(Records from a collection)
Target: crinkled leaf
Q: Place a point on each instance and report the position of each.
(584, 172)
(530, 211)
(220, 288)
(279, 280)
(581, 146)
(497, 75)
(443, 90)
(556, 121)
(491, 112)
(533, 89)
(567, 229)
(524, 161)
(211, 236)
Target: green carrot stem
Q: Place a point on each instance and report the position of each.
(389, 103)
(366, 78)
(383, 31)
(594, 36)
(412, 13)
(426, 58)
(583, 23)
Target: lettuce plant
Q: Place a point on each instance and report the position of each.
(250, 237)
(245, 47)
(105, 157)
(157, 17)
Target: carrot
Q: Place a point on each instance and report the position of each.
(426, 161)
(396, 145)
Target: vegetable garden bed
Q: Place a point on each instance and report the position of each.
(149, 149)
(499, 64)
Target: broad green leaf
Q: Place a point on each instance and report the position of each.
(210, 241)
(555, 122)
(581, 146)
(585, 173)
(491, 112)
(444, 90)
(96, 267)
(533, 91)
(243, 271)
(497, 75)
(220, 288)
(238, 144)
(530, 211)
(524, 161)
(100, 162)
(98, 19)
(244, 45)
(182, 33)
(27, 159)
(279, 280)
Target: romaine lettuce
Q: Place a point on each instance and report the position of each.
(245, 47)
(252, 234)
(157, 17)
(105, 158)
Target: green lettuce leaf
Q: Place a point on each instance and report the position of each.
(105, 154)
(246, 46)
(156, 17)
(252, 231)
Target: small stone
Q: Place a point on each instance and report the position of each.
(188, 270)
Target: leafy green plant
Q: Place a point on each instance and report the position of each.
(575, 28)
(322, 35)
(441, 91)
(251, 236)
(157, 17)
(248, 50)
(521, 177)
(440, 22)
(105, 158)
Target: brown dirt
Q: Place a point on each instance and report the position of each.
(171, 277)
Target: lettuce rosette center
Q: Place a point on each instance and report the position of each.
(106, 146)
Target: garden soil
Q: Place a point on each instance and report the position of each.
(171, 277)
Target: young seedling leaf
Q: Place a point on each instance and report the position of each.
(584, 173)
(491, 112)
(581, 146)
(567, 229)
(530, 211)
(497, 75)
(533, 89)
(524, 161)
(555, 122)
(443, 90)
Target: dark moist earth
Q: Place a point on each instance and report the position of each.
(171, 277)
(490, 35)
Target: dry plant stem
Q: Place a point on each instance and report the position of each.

...

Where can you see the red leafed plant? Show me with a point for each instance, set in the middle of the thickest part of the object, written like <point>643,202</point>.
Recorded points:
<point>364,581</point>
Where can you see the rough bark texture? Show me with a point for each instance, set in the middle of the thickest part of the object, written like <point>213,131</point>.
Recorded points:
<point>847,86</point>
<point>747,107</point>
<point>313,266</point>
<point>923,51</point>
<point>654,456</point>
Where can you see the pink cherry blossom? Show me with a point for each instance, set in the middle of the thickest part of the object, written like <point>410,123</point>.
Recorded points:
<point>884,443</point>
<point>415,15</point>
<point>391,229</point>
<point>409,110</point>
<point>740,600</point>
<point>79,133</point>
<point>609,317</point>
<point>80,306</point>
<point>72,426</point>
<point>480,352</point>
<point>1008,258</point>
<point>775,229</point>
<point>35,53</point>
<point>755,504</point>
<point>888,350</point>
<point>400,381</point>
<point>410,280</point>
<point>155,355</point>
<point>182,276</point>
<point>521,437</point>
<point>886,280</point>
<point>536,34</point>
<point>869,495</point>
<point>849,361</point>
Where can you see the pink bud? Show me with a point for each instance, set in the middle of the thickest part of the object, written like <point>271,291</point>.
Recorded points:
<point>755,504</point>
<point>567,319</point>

**Task instructions**
Among the records above, find each line holding "object" and list it.

**Answer area**
Where can you see the red leafed plant? Show me with a point for each instance, set in the middle of the thickest part of the object, written like <point>643,202</point>.
Where can you see the rough bark texture? Show me with a point for each instance, set in the middle of the thickest part of the object, written like <point>213,131</point>.
Where can you see the pink cherry blossom? Show me with a point for each instance, set in the middle of the thickest part of the object, written like <point>410,123</point>.
Where can you see the pink bud? Show me with a point for each instance, set in the middle of the thickest part of the object, written like <point>271,291</point>.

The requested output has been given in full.